---------- GIVEN DATA ----------
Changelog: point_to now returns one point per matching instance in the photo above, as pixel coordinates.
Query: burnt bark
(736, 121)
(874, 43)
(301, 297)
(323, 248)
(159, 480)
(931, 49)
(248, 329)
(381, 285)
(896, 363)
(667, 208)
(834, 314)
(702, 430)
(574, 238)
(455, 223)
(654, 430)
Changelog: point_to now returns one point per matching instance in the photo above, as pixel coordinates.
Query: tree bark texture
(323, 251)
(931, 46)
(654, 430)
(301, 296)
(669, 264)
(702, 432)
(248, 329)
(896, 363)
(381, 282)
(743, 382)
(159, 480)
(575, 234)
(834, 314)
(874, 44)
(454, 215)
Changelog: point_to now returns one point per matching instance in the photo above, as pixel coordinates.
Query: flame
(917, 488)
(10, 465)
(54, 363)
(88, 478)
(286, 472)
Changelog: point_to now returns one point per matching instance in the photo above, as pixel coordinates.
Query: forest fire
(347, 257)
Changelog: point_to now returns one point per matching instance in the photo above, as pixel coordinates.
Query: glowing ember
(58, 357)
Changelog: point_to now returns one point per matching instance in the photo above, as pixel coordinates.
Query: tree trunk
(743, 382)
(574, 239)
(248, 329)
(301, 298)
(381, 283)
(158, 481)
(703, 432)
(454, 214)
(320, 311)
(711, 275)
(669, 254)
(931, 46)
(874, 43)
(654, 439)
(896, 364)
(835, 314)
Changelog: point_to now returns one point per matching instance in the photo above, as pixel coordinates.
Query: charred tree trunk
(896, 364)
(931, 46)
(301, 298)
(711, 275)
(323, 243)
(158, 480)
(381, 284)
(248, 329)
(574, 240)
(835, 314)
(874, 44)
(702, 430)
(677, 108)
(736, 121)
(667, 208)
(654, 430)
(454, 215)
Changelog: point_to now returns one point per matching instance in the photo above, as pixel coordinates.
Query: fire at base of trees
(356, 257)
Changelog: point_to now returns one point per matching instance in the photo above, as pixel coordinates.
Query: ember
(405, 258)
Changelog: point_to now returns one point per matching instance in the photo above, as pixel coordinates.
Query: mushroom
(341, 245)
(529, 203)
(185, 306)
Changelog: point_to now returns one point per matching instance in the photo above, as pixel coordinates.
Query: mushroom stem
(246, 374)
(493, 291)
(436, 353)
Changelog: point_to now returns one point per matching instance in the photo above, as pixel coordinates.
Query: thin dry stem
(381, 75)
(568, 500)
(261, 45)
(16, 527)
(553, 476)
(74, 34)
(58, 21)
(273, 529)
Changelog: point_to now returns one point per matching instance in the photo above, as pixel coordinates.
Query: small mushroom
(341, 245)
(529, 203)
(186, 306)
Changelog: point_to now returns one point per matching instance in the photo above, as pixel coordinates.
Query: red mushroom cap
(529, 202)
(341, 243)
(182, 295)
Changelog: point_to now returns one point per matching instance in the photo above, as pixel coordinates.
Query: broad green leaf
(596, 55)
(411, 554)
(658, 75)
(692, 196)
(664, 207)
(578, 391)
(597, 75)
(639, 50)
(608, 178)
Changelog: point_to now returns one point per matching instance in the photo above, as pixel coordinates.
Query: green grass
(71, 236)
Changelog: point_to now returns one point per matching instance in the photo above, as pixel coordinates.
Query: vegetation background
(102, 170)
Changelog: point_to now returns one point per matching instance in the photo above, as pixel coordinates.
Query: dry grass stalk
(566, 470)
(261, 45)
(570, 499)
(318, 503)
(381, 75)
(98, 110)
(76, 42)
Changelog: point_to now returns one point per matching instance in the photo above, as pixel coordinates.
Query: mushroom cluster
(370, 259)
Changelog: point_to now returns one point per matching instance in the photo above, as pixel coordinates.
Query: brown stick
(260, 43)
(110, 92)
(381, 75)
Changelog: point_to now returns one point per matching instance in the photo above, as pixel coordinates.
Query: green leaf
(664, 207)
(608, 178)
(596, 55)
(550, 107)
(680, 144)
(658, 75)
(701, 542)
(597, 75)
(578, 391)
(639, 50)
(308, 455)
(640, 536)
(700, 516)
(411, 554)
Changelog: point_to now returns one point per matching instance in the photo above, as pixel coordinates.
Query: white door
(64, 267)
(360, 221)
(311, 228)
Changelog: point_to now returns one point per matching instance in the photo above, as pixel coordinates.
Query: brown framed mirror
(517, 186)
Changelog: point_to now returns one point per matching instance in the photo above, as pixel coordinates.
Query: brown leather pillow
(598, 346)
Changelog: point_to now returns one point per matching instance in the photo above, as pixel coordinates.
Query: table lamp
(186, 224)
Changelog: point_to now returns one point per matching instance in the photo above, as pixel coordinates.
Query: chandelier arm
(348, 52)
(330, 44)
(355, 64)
----------
## DO THIS
Retype all of the material above with every character intact.

## TASK RESPONSE
Changelog: point_to now returns one point per matching instance in the photo above, as pixel coordinates.
Query: burnt bark
(736, 121)
(874, 43)
(301, 297)
(323, 248)
(159, 480)
(931, 49)
(248, 329)
(381, 285)
(896, 363)
(667, 208)
(834, 314)
(702, 430)
(574, 238)
(455, 223)
(654, 430)
Changelog: point_to now returns one point per matching instance in the photo above, as pixel coordinates.
Query: tree bark texture
(323, 251)
(931, 46)
(654, 430)
(301, 296)
(669, 264)
(702, 432)
(248, 329)
(896, 363)
(381, 282)
(743, 382)
(159, 480)
(575, 234)
(834, 314)
(874, 44)
(454, 215)
Changelog: point_to now returns one point per matching instance in the photo above, as pixel coordinates.
Query: flame
(917, 488)
(10, 465)
(54, 363)
(88, 478)
(286, 472)
Changelog: point_to now returns one point per matching instance in the photo above, as pixel coordinates.
Query: forest fire
(347, 257)
Changelog: point_to now returns one point per matching instance in the photo above, as pixel coordinates.
Query: glowing ember
(58, 357)
Changelog: point_to now returns one point per matching instance in the photo above, as pixel coordinates.
Query: tree trunk
(743, 382)
(574, 239)
(248, 329)
(301, 298)
(381, 283)
(158, 481)
(703, 432)
(454, 214)
(320, 311)
(711, 275)
(669, 254)
(931, 46)
(874, 43)
(654, 439)
(896, 364)
(835, 314)
Changelog: point_to now returns one point per matching instance in the photo above, as pixel coordinates.
Query: charred tree trunk
(896, 364)
(931, 46)
(301, 298)
(711, 275)
(323, 243)
(158, 480)
(381, 284)
(248, 329)
(574, 240)
(835, 314)
(874, 44)
(702, 430)
(677, 108)
(736, 121)
(667, 208)
(654, 430)
(454, 215)
Changelog: point_to now returns one point per matching instance in the photo above, as pixel coordinates.
Query: fire at base of trees
(356, 257)
Changelog: point_to now returns one point per matching instance in the photo above, as pixel coordinates.
Query: ember
(405, 258)
Changelog: point_to now returns one point per matching instance in the photo above, as pixel coordinates.
Query: mushroom
(341, 245)
(529, 203)
(185, 306)
Changelog: point_to now returns one point per matching instance in the photo above, as pixel coordinates.
Query: mushroom stem
(246, 374)
(493, 291)
(436, 353)
Changelog: point_to now returns one point per matching instance in the photo above, as pixel coordinates.
Query: thin dry stem
(381, 75)
(568, 500)
(261, 45)
(16, 527)
(553, 476)
(74, 34)
(58, 21)
(273, 529)
Changelog: point_to now returns one point per matching instance in the photo above, as pixel coordinates.
Query: small mushroom
(341, 245)
(529, 203)
(186, 306)
Changelog: point_to now returns one point per matching instance in the photo above, as pixel coordinates.
Query: red mushroom cap
(529, 202)
(341, 243)
(182, 295)
Changelog: point_to now returns one point per matching instance in the photo above, as pixel coordinates.
Query: broad green leaf
(596, 55)
(411, 554)
(658, 75)
(692, 196)
(664, 207)
(578, 391)
(597, 75)
(639, 50)
(608, 178)
Changelog: point_to now returns one point per matching instance in the photo above, as pixel coordinates.
Query: green grass
(71, 236)
Changelog: point_to now returns one point per matching instance in the photo above, as pixel coordinates.
Query: vegetation background
(102, 170)
Changelog: point_to now returns one point per matching instance in the photo above, as pixel coordinates.
Query: dry grass stalk
(566, 470)
(261, 45)
(570, 499)
(318, 503)
(381, 75)
(98, 110)
(76, 42)
Changelog: point_to now returns one point per matching instance in the photo above, as pixel coordinates.
Query: mushroom cluster
(370, 259)
Changelog: point_to now returns one point per matching instance in the photo above, as pixel coordinates.
Query: brown stick
(260, 43)
(110, 92)
(381, 75)
Changelog: point_to now returns one point per matching instance in the photo above, as pixel coordinates.
Query: green leaf
(664, 207)
(608, 178)
(596, 55)
(550, 107)
(680, 144)
(658, 75)
(701, 542)
(597, 75)
(578, 391)
(639, 50)
(308, 455)
(640, 536)
(700, 516)
(411, 554)
Changelog: point_to now returns one point per matching instance in the photo above, as pixel coordinates.
Query: white door
(64, 267)
(360, 221)
(311, 228)
Changelog: point_to now returns one point per matching instance in the photo above, as pixel coordinates.
Query: brown framed mirror
(517, 186)
Changelog: point_to now returns one point per matching instance in the photo above, as pixel coordinates.
Query: brown leather pillow
(598, 346)
Changelog: point_to now returns one point per matching instance in the photo above, as pixel coordinates.
Query: table lamp
(186, 224)
Changelog: point_to now returns one point per matching instance in the photo above, as pixel coordinates.
Query: chandelier arm
(348, 52)
(330, 44)
(355, 64)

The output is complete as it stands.